(Rows from a dataset)

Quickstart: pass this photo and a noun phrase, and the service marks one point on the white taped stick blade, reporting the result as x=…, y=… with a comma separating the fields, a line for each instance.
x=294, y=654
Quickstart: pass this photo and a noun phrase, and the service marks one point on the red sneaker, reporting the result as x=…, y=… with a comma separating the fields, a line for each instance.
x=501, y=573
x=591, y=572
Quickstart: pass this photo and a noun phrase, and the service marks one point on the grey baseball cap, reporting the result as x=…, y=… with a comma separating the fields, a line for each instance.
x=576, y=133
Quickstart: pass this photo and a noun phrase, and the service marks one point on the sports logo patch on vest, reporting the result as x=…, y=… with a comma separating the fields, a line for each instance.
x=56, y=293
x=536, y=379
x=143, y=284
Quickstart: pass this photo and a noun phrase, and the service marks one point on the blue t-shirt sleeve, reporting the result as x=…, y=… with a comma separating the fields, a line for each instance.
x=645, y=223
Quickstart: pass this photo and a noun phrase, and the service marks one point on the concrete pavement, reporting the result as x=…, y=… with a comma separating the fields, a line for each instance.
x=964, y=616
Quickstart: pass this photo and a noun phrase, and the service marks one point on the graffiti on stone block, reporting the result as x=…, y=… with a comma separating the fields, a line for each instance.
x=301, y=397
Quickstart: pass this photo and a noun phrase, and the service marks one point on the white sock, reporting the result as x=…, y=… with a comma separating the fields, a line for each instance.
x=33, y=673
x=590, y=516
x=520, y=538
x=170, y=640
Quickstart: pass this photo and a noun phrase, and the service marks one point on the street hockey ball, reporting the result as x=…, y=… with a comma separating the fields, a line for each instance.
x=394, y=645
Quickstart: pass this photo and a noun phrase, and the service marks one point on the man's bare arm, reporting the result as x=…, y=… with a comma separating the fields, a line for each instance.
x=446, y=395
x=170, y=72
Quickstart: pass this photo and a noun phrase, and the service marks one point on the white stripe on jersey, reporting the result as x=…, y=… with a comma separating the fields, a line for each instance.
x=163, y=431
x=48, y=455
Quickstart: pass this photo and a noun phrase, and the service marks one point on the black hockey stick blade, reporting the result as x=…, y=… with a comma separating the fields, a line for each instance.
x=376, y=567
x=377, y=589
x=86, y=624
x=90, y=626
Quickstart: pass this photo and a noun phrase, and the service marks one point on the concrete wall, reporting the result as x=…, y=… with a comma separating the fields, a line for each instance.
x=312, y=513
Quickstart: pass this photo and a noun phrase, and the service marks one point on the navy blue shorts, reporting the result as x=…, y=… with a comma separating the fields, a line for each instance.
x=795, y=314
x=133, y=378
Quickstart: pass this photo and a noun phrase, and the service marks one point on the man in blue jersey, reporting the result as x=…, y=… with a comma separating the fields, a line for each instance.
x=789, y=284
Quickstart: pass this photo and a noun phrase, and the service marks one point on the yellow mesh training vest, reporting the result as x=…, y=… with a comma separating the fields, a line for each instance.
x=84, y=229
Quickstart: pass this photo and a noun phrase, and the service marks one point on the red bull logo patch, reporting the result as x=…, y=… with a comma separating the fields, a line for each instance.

Short problem: Duplicate the rows exactly, starting at the first row and ending at the line that contains "x=394, y=645", with both ends included.

Answer to this exercise:
Quickstart: pass this photo and a noun phrase, and the service marks one point on the white taped stick blade, reporting the result as x=…, y=… with a comma separating the fields, a line for each instance.
x=294, y=654
Quickstart: pass this photo and a noun phrase, and the service marks one point on the red sneaker, reporting the result as x=…, y=… with a comma separating the fields, a line for each instance.
x=501, y=573
x=591, y=572
Quickstart: pass this photo and a noun phrase, and the service marks one point on the grey baseball cap, reporting the result as x=…, y=… with a comma separating the fields, a line for each instance.
x=576, y=133
Quickstart: pass this photo and a noun phrase, and the service marks one point on the sports logo patch on vest, reporting the result as x=…, y=… with a comma separating the fields, a line for each instance.
x=56, y=293
x=536, y=379
x=143, y=284
Quickstart: pass this photo and a noun phrase, and the service marks one point on the blue t-shirt sleeve, reporting the result as x=…, y=… with a comma separating the fields, a line for each instance.
x=645, y=223
Quickstart: pass this photo and a noun phrase, and the service marks one point on the concrete pavement, reporting the result as x=…, y=… with a comma separating the fields, a line for each instance.
x=964, y=616
Quickstart: pass this photo and a noun phrase, and the service marks one point on the graffiti on stone block, reporting the result as x=…, y=… with a comma separating the fields, a line for each instance.
x=301, y=397
Quickstart: pass this photo and a noun phrase, and the service marks one point on the white sock, reporting the result as x=…, y=… with a comma separating the fields, a line for each instance.
x=33, y=673
x=590, y=516
x=520, y=538
x=170, y=640
Quickstart: pass this photo and a noun phrase, and the service marks one point on the street hockey ball, reporting the result as x=…, y=… with a comma separating the fields, a line for each instance.
x=394, y=645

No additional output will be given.